[Image object location entries]
* START *
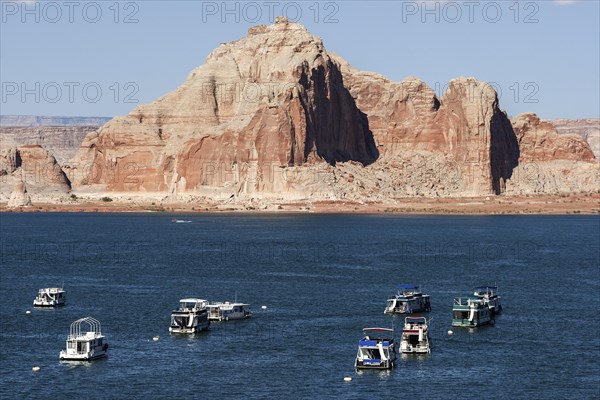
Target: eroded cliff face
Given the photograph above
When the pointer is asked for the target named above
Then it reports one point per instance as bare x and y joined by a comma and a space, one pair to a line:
463, 139
275, 115
274, 99
30, 173
588, 129
550, 162
62, 141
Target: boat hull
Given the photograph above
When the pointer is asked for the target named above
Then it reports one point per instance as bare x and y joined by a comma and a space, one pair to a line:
203, 326
471, 324
47, 305
389, 364
82, 357
407, 349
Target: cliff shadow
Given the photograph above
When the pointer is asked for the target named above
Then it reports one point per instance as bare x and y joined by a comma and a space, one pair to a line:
338, 128
504, 151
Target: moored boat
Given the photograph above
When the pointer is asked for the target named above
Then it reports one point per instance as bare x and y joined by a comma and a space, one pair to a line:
50, 297
415, 336
376, 350
227, 311
408, 300
489, 294
85, 345
190, 317
471, 312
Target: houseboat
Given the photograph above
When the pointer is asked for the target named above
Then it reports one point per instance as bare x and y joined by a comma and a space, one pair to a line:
50, 297
471, 312
415, 336
408, 300
489, 294
85, 341
376, 350
227, 311
190, 317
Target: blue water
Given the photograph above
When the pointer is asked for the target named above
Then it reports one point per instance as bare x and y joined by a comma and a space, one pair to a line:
323, 279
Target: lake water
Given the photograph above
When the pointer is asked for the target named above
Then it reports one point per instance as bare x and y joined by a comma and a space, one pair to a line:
323, 278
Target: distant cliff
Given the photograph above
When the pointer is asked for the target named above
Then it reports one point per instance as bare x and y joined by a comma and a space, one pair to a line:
61, 141
275, 117
35, 121
588, 128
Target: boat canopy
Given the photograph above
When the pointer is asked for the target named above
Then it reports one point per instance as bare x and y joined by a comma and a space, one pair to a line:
378, 330
415, 320
486, 288
192, 300
408, 287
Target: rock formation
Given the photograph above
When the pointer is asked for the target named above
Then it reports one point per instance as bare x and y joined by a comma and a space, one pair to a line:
19, 196
274, 99
62, 141
31, 171
551, 163
589, 129
275, 115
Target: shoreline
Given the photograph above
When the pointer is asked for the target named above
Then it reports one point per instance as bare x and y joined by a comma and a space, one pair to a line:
585, 204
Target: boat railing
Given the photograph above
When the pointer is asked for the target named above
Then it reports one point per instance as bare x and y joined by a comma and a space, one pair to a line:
76, 332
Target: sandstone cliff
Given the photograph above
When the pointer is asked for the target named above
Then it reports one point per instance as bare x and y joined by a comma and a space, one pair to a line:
273, 100
589, 129
275, 115
30, 173
552, 163
62, 141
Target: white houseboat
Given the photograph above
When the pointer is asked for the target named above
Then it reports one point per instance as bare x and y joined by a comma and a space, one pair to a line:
376, 350
50, 297
227, 311
415, 336
471, 312
408, 300
85, 344
489, 294
190, 317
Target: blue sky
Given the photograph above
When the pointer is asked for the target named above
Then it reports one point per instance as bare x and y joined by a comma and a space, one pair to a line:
103, 58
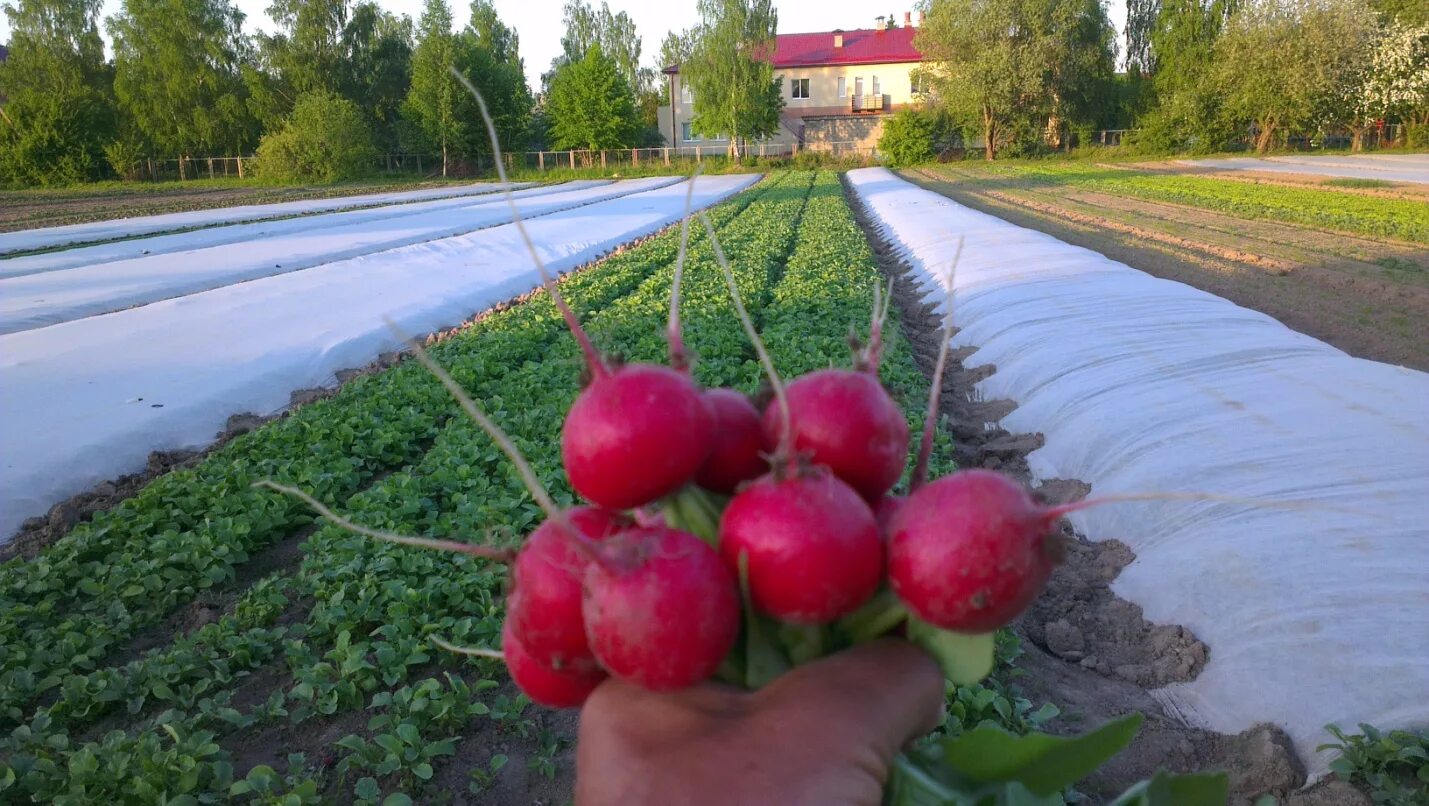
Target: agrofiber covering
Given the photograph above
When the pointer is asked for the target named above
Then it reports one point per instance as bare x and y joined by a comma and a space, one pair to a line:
1312, 615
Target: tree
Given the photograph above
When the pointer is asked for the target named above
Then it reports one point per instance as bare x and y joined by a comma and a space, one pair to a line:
1285, 63
377, 49
986, 62
1398, 79
177, 75
59, 103
1141, 22
590, 105
586, 26
436, 100
730, 73
326, 139
488, 55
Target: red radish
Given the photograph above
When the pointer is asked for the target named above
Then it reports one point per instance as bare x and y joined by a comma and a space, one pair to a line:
552, 688
665, 612
885, 510
848, 422
812, 546
546, 579
971, 550
739, 443
635, 435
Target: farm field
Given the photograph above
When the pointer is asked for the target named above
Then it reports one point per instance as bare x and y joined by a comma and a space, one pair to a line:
182, 635
62, 206
1349, 266
203, 633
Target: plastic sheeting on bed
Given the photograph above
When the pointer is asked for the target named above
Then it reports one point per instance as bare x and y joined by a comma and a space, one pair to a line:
87, 400
50, 237
1313, 615
37, 300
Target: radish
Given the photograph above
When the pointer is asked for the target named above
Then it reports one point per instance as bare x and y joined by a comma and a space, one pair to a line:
635, 435
739, 443
546, 579
810, 543
665, 612
971, 550
552, 688
846, 422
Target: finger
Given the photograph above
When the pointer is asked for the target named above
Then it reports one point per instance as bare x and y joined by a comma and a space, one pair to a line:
888, 690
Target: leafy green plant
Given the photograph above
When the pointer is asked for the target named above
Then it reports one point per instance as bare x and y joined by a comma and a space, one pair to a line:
908, 139
1393, 765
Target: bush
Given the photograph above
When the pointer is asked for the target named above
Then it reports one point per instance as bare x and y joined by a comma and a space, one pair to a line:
908, 139
325, 139
123, 157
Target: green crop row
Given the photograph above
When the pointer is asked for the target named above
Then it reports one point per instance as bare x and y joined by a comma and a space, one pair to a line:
190, 530
1332, 209
355, 582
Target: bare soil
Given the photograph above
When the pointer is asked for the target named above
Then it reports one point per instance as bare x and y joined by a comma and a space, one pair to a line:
30, 209
1365, 296
1089, 652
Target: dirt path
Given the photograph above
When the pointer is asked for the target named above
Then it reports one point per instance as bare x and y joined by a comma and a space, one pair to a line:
33, 209
1365, 296
1089, 652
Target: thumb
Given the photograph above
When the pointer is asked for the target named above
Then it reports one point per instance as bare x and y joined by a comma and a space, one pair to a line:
886, 692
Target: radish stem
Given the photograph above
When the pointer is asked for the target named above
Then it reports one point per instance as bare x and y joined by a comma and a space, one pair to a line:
925, 449
500, 555
593, 360
785, 450
679, 357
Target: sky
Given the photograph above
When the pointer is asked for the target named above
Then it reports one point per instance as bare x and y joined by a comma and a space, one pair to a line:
538, 22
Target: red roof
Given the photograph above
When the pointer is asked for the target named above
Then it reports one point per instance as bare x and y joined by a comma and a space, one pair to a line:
863, 46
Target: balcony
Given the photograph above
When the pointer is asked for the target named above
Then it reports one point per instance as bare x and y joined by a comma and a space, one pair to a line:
869, 103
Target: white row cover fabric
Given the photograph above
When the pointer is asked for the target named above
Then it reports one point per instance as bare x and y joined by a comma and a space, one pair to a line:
146, 246
37, 300
87, 400
50, 237
1389, 167
1313, 615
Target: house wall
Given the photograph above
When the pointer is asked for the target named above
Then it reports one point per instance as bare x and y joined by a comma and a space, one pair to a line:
895, 82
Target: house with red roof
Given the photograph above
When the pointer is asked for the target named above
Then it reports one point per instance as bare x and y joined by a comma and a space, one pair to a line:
839, 86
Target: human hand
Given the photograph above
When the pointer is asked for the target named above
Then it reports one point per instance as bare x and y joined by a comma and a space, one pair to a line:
823, 733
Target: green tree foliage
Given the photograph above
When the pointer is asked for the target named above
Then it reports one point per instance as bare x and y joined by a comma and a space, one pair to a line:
436, 100
1013, 70
588, 26
1285, 63
377, 49
908, 137
488, 55
59, 105
729, 72
590, 105
177, 76
1188, 112
326, 139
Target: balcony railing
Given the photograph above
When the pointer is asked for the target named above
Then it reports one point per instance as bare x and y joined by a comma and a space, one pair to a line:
869, 103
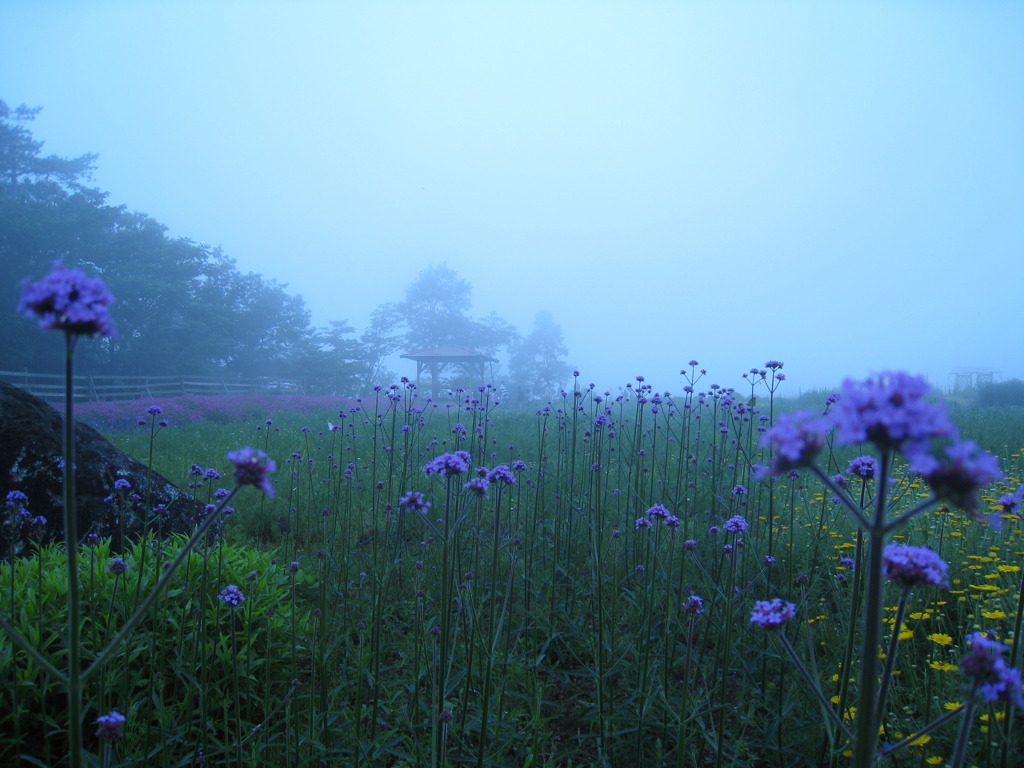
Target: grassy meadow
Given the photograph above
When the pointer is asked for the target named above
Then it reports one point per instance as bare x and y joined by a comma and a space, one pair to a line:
547, 620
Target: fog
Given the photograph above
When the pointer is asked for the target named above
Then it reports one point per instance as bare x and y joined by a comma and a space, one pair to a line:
836, 185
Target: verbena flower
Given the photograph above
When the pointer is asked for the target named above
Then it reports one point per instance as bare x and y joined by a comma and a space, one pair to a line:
795, 441
693, 604
415, 502
448, 465
889, 411
957, 479
770, 614
110, 725
502, 474
252, 467
991, 679
231, 595
863, 466
735, 524
68, 300
913, 566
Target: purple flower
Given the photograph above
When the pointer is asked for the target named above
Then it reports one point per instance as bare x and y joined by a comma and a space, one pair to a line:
448, 465
69, 301
231, 595
657, 512
967, 470
913, 566
991, 679
795, 440
770, 614
735, 524
890, 411
501, 473
110, 725
693, 604
863, 466
414, 501
252, 467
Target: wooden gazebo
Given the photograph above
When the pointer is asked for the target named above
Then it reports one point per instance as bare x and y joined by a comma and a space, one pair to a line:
436, 359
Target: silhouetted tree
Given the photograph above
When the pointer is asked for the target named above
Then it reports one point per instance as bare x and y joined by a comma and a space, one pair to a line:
181, 307
538, 366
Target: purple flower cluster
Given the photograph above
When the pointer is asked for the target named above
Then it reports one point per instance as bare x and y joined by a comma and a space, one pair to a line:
991, 679
448, 465
770, 614
502, 474
795, 440
863, 466
693, 604
415, 502
68, 300
231, 595
110, 725
735, 524
957, 479
890, 411
117, 566
913, 566
252, 467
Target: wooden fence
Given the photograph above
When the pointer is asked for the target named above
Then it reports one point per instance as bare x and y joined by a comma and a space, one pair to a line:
49, 387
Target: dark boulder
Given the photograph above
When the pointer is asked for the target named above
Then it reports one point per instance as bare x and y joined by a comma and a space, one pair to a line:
31, 451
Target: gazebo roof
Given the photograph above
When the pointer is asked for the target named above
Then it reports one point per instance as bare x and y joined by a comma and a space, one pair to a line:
448, 353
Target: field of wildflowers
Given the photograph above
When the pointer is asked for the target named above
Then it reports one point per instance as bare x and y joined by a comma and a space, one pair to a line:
641, 579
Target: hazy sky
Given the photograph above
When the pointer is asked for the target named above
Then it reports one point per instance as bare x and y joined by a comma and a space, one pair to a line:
839, 185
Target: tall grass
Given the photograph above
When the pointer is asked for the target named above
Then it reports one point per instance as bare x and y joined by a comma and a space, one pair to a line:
544, 623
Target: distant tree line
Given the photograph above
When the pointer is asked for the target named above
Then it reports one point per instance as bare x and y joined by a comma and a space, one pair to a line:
1001, 393
183, 307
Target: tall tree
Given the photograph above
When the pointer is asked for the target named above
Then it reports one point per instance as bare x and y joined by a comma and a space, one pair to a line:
434, 312
538, 366
181, 307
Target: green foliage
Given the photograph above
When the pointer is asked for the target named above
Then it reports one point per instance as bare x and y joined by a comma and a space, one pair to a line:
195, 674
197, 312
538, 367
1003, 393
434, 313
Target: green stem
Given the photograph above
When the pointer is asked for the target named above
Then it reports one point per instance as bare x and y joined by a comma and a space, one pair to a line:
75, 677
140, 611
864, 748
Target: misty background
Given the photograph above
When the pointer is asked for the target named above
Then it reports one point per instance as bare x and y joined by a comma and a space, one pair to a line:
836, 185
* END *
| Exercise aim |
The lines to reproduce run from the line containing "Target: distant tree line" to the end of the listing; write them out exactly and add nothing.

| Result below |
Target: distant tree line
Given the photograph above
When the pointer is asked for the target named above
Then it reports one point per instance as bare x and y joined by a comma and a space, one pair to a line:
1001, 393
183, 307
Target: tall tree
Given the photograph above
When the pointer is asked for the target named above
Then it reports one point per instance as bare x and y joined by a comma and a space, one pair to a line:
434, 312
538, 366
181, 307
Target: green foliage
Given the photograph above
When the pointer is asked for the target named above
Then it reports one point per instance as bare x and y joined by a comma and a space, one pair to a line:
195, 674
197, 312
538, 367
1003, 393
434, 313
Target: green stem
Given the photograph above
When the pointer is asked for the target named above
Then it reports one point per instance as bare x and y joined by a comma and a space, one pair to a line:
75, 677
140, 611
864, 748
Target: misty background
Given the photograph above
When the pointer is asked for the target named above
Then it reports one point per instance as bare x and y joined by a comma and a space, one pair to a line:
836, 185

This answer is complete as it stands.